-------- EXERCISE PASSAGE --------

The Big Bang is something I didn’t know that much about, and I enjoyed learning. Collins details the ways that our universe is “precisely tuned for life,” and these seem, for a believer, like compelling indications that God designed the world with human life in mind.

But I am still processing all of these things, and I won’t say that I’m totally objective or unmoved by some of the implications. For instance, if we are recent arrivals on the scene, descended from a common ancestor, what does this do to the story of the fall? I have been taught that death entered the world with human sin. But if the timetables Collins sets forth so confidently are correct, and if an asteroid did collide with the earth and trigger climactic changes that killed off the dinosaurs and gave rise to mammals, then obviously there was pain and suffering and death and predatoriness in the world even before it was “fallen.” The prelapsarian world about which God says “It is good” in Genesis seems more bloodthirsty and dangerous than I can think about easily.

The other question I found myself wondering about was, where are we going? If, as Collins postulates, the universe is in an ongoing expansion after a giant explosion… where are we headed? Such questions aren’t answerable, and they’re not the province of science. But they occur nonetheless.

At times, I felt that Collins seemed inconsistent in his logic, though I may well have misunderstood. (There was plenty that I didn’t fully comprehend in the book’s more technical sections.) For instance, he cautions more than once against a “God of the gaps” approach in which Christians invoke divine action whenever there is something we can’t explain. This makes it embarrassing, even damaging to the faith, when scientific knowledge provides a naturalistic explanation.

Collins writes,

Faith that places God in the gaps of current understanding about the natural world may be headed for crisis if advances in science subsequently fill those gaps. Faced with incomplete understanding of the natural world, believers should be cautious about invoking the divine in areas of current mystery, lest they build an unnecessary theological argument that is doomed to later destruction.

--------

### REQUIRED WORK:
In the passage about Collins's book, what approach does Collins caution against more than once?

-------- LISTED RECORDS --------

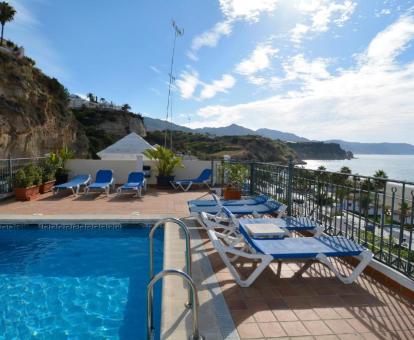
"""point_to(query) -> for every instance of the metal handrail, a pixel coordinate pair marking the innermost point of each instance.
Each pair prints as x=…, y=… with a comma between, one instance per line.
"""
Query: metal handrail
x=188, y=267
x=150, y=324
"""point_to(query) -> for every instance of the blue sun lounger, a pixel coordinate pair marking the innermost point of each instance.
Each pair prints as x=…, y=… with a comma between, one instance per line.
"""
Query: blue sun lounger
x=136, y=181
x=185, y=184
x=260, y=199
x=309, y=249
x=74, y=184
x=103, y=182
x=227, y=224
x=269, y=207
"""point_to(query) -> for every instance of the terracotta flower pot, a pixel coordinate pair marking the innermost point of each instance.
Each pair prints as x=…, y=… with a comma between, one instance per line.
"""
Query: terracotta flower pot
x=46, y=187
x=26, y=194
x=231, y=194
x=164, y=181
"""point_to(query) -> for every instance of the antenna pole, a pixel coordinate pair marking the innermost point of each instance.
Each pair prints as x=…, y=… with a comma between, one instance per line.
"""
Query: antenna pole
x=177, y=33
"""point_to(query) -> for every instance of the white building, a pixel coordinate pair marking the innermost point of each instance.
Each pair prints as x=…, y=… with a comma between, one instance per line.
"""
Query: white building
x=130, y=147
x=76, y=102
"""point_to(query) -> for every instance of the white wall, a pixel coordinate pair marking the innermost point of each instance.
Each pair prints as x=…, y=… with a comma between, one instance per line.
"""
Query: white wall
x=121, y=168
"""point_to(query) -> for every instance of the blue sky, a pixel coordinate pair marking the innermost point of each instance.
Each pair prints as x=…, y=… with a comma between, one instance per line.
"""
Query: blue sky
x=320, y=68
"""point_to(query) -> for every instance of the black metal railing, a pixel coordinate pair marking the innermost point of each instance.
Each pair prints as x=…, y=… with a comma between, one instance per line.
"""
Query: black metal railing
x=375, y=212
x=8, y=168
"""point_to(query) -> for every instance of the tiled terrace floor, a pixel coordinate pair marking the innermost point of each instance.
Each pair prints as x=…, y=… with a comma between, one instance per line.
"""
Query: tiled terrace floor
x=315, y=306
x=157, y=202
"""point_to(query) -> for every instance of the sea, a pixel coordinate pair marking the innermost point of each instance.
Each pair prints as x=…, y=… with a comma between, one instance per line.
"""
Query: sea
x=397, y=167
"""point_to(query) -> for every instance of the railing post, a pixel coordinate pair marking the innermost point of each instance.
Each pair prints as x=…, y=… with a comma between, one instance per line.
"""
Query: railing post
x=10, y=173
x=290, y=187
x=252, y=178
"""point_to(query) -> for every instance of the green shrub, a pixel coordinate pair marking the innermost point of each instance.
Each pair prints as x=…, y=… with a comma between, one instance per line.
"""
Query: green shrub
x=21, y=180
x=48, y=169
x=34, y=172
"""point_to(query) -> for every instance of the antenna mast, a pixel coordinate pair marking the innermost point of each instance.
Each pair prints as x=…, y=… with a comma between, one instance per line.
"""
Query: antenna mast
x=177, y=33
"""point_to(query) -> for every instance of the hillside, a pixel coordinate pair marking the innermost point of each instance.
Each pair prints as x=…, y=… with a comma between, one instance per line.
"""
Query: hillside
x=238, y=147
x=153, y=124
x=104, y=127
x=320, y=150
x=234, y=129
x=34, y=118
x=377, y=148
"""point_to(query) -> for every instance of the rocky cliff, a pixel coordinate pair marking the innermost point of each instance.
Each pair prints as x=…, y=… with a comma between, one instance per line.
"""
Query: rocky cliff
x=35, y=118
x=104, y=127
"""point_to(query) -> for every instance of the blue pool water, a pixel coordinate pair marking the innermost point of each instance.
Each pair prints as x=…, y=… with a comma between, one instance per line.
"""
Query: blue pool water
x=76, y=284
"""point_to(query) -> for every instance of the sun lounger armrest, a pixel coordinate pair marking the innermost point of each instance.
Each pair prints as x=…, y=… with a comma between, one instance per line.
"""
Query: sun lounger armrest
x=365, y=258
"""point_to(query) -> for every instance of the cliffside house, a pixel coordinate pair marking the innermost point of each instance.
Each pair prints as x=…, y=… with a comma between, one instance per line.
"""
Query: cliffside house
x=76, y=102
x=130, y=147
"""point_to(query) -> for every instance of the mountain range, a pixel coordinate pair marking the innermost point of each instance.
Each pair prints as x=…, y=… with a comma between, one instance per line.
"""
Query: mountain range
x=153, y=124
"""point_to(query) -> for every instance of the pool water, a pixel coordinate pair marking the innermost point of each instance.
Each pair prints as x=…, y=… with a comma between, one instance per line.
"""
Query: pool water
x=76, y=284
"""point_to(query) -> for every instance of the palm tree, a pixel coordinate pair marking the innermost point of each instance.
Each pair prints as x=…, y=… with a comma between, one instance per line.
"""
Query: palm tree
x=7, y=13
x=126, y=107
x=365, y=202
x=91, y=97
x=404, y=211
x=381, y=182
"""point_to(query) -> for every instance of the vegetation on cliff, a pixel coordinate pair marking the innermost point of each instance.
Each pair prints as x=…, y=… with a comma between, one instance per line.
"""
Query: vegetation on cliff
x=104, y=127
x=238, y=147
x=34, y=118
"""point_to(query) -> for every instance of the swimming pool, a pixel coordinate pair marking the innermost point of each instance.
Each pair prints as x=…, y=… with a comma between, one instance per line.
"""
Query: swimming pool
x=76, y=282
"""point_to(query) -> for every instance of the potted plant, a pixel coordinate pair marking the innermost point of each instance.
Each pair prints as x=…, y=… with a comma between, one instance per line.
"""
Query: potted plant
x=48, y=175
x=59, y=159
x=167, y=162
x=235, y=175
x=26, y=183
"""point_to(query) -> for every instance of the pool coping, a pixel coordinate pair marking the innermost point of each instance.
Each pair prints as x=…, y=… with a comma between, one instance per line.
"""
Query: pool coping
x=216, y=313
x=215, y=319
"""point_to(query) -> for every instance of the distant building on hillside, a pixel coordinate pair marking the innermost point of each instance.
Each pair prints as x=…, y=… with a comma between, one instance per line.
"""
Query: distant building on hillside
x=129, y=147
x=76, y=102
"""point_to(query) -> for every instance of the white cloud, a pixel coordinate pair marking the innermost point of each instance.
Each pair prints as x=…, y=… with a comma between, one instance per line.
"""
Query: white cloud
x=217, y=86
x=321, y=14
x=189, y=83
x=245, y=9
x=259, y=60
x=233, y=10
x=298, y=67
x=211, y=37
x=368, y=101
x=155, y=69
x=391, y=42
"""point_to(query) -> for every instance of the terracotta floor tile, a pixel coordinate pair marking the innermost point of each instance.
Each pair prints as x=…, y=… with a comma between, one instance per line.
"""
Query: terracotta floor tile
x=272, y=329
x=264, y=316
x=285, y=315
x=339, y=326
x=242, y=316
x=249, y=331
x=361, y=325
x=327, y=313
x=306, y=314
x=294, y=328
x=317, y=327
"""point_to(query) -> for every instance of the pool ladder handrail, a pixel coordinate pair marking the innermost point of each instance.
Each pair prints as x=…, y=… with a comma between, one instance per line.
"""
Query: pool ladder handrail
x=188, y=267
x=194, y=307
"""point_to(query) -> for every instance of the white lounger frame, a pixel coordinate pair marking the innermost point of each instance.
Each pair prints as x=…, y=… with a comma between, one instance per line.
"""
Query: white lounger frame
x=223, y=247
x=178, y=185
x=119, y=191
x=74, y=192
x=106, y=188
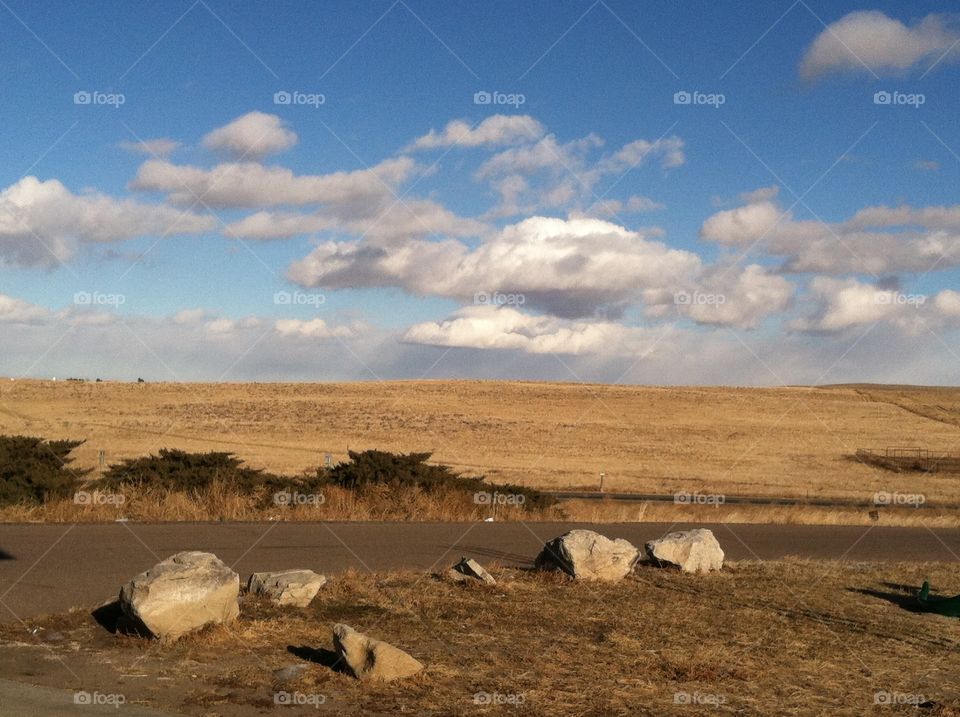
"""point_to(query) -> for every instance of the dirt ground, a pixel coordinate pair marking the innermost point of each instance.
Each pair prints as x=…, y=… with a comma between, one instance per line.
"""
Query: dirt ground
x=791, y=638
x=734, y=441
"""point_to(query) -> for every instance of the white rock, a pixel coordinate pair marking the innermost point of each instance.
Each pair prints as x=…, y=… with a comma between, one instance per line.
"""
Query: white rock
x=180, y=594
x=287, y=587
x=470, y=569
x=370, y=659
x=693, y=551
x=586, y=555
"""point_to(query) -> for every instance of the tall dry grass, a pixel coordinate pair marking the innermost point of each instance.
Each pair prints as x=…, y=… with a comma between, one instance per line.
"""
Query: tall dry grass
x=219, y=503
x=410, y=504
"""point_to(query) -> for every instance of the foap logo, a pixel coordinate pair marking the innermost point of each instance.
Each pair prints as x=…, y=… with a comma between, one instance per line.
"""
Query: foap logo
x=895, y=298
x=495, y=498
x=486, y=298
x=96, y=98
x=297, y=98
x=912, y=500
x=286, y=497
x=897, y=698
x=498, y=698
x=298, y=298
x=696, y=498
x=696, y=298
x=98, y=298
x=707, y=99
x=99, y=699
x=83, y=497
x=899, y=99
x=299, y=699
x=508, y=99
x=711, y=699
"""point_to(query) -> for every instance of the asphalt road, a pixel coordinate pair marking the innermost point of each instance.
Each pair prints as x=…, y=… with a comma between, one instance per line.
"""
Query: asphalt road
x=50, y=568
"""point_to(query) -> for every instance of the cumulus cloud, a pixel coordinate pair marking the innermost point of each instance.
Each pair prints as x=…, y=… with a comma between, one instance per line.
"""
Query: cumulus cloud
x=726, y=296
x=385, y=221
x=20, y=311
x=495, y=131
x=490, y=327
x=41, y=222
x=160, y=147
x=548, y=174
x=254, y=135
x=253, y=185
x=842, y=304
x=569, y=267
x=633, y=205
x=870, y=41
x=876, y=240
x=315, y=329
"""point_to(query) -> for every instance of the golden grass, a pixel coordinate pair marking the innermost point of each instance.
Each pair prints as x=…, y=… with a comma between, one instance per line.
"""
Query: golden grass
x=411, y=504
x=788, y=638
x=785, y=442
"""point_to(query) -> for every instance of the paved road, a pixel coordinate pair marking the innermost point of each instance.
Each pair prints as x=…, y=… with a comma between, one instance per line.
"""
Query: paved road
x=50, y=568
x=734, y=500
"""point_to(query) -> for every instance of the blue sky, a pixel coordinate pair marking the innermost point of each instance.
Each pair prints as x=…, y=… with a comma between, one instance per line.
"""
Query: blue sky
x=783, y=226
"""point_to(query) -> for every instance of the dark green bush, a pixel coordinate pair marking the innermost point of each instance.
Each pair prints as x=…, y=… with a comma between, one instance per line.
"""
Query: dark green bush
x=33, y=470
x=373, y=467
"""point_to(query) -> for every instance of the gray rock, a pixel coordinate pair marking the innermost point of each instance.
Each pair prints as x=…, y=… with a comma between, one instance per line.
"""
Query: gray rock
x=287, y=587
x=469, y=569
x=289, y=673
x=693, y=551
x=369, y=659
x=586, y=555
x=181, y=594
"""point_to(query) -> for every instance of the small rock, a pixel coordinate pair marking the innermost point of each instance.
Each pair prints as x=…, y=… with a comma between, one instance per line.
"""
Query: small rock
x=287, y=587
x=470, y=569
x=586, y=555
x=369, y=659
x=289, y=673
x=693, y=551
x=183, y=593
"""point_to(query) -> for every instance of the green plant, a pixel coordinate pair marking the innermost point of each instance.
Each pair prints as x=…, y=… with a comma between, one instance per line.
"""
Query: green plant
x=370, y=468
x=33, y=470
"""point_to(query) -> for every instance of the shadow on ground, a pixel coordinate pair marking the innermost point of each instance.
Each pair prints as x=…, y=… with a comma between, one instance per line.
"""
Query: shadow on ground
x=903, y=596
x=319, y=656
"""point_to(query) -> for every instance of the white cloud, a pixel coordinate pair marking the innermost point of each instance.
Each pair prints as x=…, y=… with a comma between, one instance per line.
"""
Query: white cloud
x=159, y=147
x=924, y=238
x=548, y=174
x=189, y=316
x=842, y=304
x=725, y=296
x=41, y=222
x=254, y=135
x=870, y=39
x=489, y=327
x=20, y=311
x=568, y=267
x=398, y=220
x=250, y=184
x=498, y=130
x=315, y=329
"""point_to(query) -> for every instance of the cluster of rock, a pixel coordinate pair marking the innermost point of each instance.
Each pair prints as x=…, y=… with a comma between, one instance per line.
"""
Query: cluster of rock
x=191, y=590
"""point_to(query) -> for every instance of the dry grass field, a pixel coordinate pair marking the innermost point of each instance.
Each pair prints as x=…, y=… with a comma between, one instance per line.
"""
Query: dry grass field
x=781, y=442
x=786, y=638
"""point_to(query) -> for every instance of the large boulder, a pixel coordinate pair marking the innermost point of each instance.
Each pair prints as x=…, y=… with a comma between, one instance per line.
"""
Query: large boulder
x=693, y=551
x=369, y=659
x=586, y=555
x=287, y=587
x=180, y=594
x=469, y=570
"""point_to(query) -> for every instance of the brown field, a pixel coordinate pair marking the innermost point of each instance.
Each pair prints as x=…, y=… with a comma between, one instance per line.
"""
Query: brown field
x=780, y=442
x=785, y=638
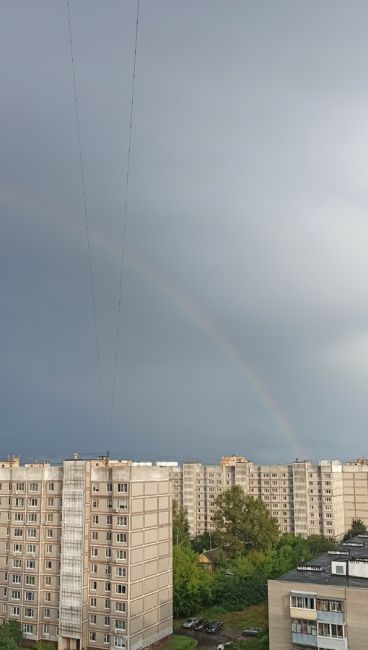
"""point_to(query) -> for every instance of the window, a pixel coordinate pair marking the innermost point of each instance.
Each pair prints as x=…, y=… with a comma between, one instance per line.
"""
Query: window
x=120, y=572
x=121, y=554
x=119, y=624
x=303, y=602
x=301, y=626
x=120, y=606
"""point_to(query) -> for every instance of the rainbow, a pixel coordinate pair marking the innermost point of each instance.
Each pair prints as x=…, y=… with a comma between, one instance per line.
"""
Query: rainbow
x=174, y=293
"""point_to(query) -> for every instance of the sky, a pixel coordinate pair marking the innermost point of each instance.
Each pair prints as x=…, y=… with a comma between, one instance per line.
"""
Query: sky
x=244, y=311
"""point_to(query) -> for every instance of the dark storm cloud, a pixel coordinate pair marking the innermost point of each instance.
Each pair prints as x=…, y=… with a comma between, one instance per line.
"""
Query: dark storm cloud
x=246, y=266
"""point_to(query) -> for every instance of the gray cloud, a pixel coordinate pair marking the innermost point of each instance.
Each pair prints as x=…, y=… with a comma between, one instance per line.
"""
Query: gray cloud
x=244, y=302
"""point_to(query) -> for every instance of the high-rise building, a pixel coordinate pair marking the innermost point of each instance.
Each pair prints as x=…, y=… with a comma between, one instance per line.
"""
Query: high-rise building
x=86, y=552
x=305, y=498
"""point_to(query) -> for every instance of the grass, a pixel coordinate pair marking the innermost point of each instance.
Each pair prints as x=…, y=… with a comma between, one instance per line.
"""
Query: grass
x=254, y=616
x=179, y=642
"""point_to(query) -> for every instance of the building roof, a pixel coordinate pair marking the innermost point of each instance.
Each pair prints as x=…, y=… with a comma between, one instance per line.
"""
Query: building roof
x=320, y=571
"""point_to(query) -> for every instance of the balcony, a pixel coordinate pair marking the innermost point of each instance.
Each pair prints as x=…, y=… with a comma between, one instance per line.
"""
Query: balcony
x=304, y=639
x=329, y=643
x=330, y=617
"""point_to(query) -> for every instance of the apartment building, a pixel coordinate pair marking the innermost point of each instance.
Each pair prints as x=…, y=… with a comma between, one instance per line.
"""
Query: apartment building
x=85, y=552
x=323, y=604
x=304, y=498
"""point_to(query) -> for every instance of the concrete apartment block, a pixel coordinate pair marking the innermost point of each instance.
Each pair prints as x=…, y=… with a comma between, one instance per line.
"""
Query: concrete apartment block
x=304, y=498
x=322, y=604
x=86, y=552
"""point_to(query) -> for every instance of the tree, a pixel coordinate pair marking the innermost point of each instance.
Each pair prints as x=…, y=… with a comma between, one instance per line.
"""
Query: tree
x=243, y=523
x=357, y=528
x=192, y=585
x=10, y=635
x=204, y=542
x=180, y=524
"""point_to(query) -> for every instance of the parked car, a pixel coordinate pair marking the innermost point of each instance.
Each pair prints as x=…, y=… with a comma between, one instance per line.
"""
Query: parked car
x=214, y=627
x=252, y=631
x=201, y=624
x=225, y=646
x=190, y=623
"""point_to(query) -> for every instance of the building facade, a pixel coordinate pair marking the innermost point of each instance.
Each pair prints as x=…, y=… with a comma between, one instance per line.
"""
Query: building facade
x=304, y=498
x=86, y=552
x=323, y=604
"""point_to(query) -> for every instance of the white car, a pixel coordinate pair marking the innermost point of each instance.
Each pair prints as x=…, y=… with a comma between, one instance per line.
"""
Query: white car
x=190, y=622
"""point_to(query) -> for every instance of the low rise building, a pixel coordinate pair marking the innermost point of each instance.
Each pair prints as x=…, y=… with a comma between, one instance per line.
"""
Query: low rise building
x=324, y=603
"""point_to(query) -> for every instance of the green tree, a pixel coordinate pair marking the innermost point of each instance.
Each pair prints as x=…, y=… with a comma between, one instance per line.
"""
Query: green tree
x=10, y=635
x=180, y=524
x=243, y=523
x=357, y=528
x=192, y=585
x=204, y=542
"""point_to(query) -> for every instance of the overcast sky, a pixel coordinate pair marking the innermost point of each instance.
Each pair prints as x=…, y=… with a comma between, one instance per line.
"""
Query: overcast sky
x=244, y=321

--------

### OUTPUT FOR THIS TASK:
He cautions against a "God of the gaps" approach, in which Christians invoke divine action whenever there is something we can't explain.